- WRITTEN INSTRUCTION:
Copy out each line of the data below that contains the word "door".

- RECORDS FOR THE EXERCISE:
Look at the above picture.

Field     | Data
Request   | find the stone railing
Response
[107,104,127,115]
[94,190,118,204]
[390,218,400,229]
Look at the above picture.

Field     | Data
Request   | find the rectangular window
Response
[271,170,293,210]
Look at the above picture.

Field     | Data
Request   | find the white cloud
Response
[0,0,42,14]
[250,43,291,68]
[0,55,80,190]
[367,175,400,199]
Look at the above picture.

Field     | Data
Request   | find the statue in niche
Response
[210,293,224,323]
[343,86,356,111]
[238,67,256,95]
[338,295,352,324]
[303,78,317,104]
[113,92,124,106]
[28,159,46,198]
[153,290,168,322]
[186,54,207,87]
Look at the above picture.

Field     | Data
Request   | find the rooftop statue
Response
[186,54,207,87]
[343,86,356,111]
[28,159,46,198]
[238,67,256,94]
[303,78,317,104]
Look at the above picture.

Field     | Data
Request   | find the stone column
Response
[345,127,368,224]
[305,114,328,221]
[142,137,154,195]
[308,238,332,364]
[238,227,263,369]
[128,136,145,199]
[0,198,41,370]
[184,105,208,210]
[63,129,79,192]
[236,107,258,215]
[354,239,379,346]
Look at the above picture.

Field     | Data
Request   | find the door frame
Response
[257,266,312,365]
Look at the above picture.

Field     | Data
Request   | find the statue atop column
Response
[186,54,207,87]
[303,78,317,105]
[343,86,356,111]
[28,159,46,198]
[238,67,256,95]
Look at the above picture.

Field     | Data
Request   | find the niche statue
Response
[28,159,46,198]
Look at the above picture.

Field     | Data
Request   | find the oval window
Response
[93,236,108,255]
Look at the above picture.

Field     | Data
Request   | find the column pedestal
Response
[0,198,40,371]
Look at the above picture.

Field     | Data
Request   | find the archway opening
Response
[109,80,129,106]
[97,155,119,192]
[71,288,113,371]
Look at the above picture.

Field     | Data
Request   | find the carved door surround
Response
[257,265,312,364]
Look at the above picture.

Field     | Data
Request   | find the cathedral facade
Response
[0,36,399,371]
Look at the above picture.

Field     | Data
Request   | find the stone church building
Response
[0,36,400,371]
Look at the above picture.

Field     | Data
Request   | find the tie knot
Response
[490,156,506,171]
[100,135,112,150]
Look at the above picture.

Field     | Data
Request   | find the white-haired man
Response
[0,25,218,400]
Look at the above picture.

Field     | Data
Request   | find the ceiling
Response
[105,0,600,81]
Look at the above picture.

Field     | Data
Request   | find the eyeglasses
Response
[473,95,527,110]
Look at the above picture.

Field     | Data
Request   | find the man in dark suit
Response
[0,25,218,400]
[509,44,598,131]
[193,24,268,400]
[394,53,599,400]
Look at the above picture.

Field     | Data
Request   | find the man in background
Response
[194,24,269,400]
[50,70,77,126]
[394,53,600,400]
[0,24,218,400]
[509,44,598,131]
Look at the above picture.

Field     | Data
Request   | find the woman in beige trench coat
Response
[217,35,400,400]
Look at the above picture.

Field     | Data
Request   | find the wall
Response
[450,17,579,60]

- RESPONSE FOR THIS EXERCISE:
Request   | find the door frame
Request   | find the carved door surround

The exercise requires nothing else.